# Tasks to carry out:
a – The Xinhua interview on China's towns construction names several challenges China faces as urbanization accelerates. List every one of those challenges.
b – Carry the Xinhua interview on China's towns construction forward, beginning after its final sentence.
═════ Document excerpt
Interview: Expert says China ready to share experience in towns construction with other countries

SAN FRANCISCO, Jan. 26 (Xinhua) — China is ready to share its experience in urbanization and towns construction with other countries while it is working to achieve sustainable development, a Chinese urbanization expert said Sunday.

China has accumulated some good experience during the process of urbanization to address the ailments of cities, or what is better known as “urban diseases,” said Chen Yanbing, vice chairman and general-secretary of the International Towns Federation (ITF), in an interview with Xinhua.

With the acceleration of urbanization during its development, China is facing a lot of challenges that other countries have encountered before, including increased population in metropolitan cities, environmental pollution, traffic congestion, creation of jobs, inadequate water supply, and rising housing costs, Chen said.

In order to explore solutions to those problems and support future sustainable development and urbanization of cities and towns around the world, the ITF hosted an international forum in Stanford University earlier this month in partnership with the Center for Sustainable Development and Global Competitiveness (SDGC) at Stanford, which drew some prominent international figures such as former Australian Prime Minister Kevin Rudd and former Greek Prime Minister George Papandreou, he said.

The forum was a good opportunity for political leaders, scholars, urbanization experts and industry representatives from various countries to exchange views and experience in building towns and cities, Chen noted.

“In fact, China has really something good to offer for other countries in towns development, including one of its proud achievements characterized by successful poverty relief,” he said.

China is the most populous country in the world, but it successfully avoided problems of some Western countries in their early-day process of urbanization, where farmers were plunged into extreme poverty after they lost their land, Chen explained.
══════════
═════ Data shown
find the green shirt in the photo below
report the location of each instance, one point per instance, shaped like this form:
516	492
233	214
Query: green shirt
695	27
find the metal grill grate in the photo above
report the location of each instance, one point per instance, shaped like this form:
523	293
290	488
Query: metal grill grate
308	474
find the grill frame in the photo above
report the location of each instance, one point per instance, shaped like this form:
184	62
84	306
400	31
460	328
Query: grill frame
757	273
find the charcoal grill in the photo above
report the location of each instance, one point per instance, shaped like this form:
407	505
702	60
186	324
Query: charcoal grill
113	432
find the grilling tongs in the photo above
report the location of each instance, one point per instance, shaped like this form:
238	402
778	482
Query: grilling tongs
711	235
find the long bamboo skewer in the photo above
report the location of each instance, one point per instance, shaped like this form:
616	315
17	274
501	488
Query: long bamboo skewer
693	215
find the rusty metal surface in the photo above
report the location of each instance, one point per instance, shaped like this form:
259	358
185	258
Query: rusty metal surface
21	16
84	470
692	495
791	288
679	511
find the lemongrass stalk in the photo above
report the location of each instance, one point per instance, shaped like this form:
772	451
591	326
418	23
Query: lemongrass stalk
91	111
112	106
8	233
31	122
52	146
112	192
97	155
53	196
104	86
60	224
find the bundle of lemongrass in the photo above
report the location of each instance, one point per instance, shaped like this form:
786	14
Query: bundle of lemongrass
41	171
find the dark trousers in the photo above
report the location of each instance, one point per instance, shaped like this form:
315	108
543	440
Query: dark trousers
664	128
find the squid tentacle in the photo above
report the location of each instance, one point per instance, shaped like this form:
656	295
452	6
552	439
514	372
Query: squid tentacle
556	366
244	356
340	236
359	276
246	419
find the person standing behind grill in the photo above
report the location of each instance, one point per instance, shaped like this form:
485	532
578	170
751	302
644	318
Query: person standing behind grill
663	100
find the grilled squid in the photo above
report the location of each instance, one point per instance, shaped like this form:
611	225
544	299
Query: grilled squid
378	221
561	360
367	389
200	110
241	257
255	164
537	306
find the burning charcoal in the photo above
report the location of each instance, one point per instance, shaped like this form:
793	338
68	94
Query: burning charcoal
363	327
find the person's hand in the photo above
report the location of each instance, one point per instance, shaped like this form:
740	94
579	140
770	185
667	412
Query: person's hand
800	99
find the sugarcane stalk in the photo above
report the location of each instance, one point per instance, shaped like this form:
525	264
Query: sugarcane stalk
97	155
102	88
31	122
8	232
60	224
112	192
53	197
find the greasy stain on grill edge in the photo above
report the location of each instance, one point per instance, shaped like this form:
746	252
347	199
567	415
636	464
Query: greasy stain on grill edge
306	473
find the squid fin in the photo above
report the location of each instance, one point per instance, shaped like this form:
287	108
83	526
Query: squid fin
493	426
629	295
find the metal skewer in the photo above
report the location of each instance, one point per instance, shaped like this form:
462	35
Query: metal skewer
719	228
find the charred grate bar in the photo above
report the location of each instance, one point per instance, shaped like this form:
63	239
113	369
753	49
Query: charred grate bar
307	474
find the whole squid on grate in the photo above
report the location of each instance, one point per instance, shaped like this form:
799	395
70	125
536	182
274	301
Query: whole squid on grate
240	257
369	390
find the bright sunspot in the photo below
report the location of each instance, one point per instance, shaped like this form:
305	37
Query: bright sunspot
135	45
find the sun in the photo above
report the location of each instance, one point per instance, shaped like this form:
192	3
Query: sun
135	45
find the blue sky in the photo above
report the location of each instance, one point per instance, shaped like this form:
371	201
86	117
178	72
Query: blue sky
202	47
══════════
# Per-task outputs:
a –
- Increased population in metropolitan cities
- Environmental pollution
- Traffic congestion
- Creation of jobs
- Inadequate water supply
- Rising housing costs

b –
Unlike those Western countries, Chinese government ensured that people who left their hometowns in the countryside and moved into urban areas were able to have minimal stable income and sheltering, with access to employment, education and medical insurance in cities, Chen said.

“China’s urbanization did not lead to poverty among farmers, which is worth learning by other countries,” he said.

In addition, governments at various levels in China have successfully achieved smooth transition of industry by helping farmers expand their source of income from farming to other industries such as tourism and deep processing of farm products, said the Chinese expert.

“This marks integration of the first and second industries with the service industry, which helped farmers support themselves economically, thus promoting development of multi-industries,” he said.

Furthermore, in recent years, China has done a good job in protecting environment and water resources during urbanization, he said.

“While we built towns, we prevented ecological deterioration, as well as the loss of lakes and trees,” he said.

Despite its huge population, China’s forestation rate has grown steadily in the past few years with more trees being planted every year, and “this is one more experience we can share with our colleagues in other countries,” Chen said.